◆ WHAT YOU WILL DO:
Could you write out all of the data again, word for word?

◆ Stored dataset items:

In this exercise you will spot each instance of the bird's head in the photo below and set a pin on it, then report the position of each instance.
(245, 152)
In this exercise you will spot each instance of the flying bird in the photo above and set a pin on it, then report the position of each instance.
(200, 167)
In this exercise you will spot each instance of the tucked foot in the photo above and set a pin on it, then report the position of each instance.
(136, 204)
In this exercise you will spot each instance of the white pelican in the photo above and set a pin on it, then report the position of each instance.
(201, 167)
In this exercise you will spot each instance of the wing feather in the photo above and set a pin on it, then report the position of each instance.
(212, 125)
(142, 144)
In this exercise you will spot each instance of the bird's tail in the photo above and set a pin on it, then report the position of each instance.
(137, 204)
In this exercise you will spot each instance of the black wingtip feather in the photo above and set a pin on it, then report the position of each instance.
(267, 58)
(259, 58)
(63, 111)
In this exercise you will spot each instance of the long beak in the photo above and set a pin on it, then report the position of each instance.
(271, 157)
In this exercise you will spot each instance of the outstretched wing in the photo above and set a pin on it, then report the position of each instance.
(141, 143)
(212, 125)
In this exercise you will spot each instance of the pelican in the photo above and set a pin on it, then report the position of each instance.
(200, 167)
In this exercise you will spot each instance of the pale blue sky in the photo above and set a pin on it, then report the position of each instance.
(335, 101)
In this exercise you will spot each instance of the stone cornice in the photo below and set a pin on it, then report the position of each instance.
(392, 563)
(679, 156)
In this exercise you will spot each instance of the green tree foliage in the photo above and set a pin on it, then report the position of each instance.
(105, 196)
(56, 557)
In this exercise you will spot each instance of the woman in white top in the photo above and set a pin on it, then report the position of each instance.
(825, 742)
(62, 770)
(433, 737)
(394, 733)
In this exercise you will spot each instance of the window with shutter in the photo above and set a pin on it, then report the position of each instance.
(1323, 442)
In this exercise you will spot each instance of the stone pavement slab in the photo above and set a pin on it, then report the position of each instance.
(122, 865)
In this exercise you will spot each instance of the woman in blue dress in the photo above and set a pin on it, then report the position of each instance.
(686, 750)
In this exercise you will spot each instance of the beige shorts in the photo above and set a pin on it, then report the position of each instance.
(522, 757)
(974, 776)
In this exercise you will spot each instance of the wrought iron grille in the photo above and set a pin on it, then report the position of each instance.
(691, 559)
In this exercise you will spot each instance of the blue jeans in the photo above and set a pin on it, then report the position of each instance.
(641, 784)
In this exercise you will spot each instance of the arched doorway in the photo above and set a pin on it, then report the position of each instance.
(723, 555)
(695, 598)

◆ RESPONSE TO THE TASK:
In this exercise you will spot each instance of the bird's head in the photo below and set a pin on it, then report the position of each instance.
(245, 152)
In this exercise you will spot each instance of the flying bird in the photo above and set a pin on it, then report the position of each instance.
(200, 167)
In this exercise you will spot each instance of the tucked foot in the photo above and set a pin on it, then report the position of each instance.
(136, 204)
In this exercise you will spot each instance of the white pelican in the photo above and set a pin on it, then report the position of each instance.
(201, 167)
In this exercise you will spot each instance of the wing feather in the photo above and set a pin on it, then report the position of each instance.
(212, 125)
(142, 144)
In this exercise you will spot each instance of the bird's tail in the photo above and set a pin on it, then report the position of each instance.
(137, 204)
In this exercise you will spot each instance of the black wingtip feather in the photo above and set a pin on it, then report the position of each instance.
(267, 58)
(259, 58)
(63, 111)
In this exercise you will spot each instance of the long beak in the photo above and set a pin on it, then report the position of each instance.
(271, 157)
In this exercise you will spot each instance of the outstretched wing in the photo above and set a pin on it, then report the position of each instance.
(141, 143)
(212, 125)
In this exercise you will spot each instance of the pelican in the photo above and set a pin on it, then report the position of each instance.
(200, 167)
In this exercise you will spot each instance of the pale blue sky in the photo above and set a pin on it, then report the position of each instance.
(335, 101)
In this exercise you will spot each instance of the stone cornice in the photo below and set a pin on it, then report the position of each instance.
(392, 563)
(679, 156)
In this exercise you will spot each instance of the green tree foliage in the photo above and set a pin on it, then report the position of each instance.
(105, 196)
(56, 557)
In this exercise you will spot each instance of the woman in white top in the photo above and set a pin on it, then report the position of each instance.
(825, 742)
(62, 770)
(433, 737)
(394, 733)
In this exercise you will spot each instance of the window with shutter in the photo above and set a pin on it, then report the position of each instance.
(1323, 442)
In this exercise you will spot each instance of the stone pavement slab in the photo above and set a pin on it, then report the position of each instance.
(122, 865)
In this exercise you will spot each instance of the woman in blue dress in the photo above and set a pin on it, then report the position of each instance.
(686, 750)
In this exercise you will spot each instance of the beige shorts in the photo above and set a pin on it, then report the position of each instance.
(522, 757)
(974, 776)
In this exercise you will spot each instance of the wrought iron grille in the photo above and set a pin on it, then report the position of each instance.
(691, 559)
In this exercise you will spot each instance of the blue jeans in the photo above and set a pin on it, then report the position of each instance.
(641, 784)
In this exercise you will spot each instance of the arched doorway in the photo above and set a pin on it, then report the position of each instance.
(723, 555)
(695, 598)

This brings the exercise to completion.